**** Excerpted text

From: Oscar Salvador <[email protected]>
v3 -> v4:
- Make nodemask_t a stack variable
- Added Reviewed-by from David and Pavel
v2 -> v3:
- NODEMASK_FREE can deal with NULL pointers, so do not
make it conditional (by David).
- Split up node_online's check patch (David's suggestion)
- Added Reviewed-by from Andrew and David
- Fix checkpath.pl warnings
This patchset does some cleanups and refactoring in the memory-hotplug code.
The first and the second patch are pretty straightforward, as they
only remove unused arguments/checks.
The third patch refactors unregister_mem_sect_under_nodes a bit by re-defining
nodemask_t as a stack variable. (More details in Patch3's changelog)
The fourth patch removes a node_online check. (More details in Patch4's changelog)
Since this change has a patch for itself, we could quickly revert it
if we notice that something is wrong with it, or drop it if people
are concerned about it.
Oscar Salvador (4):
mm/memory-hotplug: Drop unused args from remove_memory_section
mm/memory_hotplug: Drop mem_blk check from
unregister_mem_sect_under_nodes
mm/memory_hotplug: Define nodemask_t as a stack variable
mm/memory_hotplug: Drop node_online check in
unregister_mem_sect_under_nodes
drivers/base/memory.c | 5 ++---
drivers/base/node.c | 22 ++++++----------------
include/linux/node.h | 5 ++---
3 files changed, 10 insertions(+), 22 deletions(-)
--
2.13.6
From: Oscar Salvador <[email protected]>
Currently, unregister_mem_sect_under_nodes() tries to allocate a nodemask_t
in order to check whithin the loop which nodes have already been unlinked,
so we do not repeat the operation on them.
NODEMASK_ALLOC calls kmalloc() if NODES_SHIFT > 8, otherwise
it just declares a nodemask_t variable whithin the stack.
Since kmalloc() can fail, we actually check whether NODEMASK_ALLOC failed
or not, and we return -ENOMEM accordingly.
remove_memory_section() does not check for the return value though.
It is pretty rare that such a tiny allocation can fail, but if it does,
we will be left with dangled symlinks under /sys/devices/system/node/,
since the mem_blk's directories will be removed no matter what
unregister_mem_sect_under_nodes() returns.
One way to solve this is to check whether unlinked_nodes is NULL or not.
In the case it is not, we can just use it as before, but if it is NULL,
we can just skip the node_test_and_set check, and call sysfs_remove_link()
unconditionally.

********
**** Material supplied

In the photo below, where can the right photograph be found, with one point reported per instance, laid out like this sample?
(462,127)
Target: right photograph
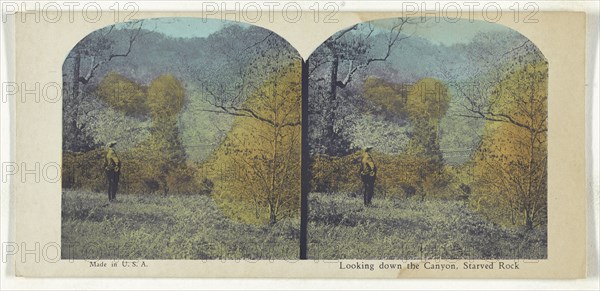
(427,139)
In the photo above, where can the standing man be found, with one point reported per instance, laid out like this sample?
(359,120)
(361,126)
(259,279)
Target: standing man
(112,167)
(368,172)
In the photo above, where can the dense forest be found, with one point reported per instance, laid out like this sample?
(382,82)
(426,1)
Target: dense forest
(454,126)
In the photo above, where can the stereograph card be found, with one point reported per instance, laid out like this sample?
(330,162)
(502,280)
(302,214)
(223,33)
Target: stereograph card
(378,145)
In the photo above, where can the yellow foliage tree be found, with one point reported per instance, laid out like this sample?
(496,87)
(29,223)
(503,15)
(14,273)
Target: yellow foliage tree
(510,166)
(426,104)
(257,167)
(163,152)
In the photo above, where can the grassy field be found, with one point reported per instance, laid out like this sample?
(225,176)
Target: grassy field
(175,227)
(193,227)
(340,227)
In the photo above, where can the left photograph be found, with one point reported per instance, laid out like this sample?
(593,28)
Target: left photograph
(181,140)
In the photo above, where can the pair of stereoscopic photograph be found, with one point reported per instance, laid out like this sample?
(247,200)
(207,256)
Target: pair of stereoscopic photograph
(398,138)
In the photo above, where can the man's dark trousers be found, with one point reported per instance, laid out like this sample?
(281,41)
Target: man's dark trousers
(113,184)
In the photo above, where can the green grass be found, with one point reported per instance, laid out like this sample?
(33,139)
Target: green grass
(193,227)
(174,227)
(340,227)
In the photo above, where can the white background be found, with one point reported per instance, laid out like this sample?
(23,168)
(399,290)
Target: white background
(9,282)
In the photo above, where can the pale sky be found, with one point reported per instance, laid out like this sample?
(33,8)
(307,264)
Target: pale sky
(442,32)
(448,33)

********

# [Exercise description]
Rewrite the paragraph of the memory-hotplug patch text that begins "One way to solve this" as a short bulleted list that keeps its main facts.

# [Output for this task]
- Solution: check whether unlinked_nodes is NULL.
- If it is not NULL, use it as before.
- If it is NULL, skip the node_test_and_set check and call sysfs_remove_link() unconditionally.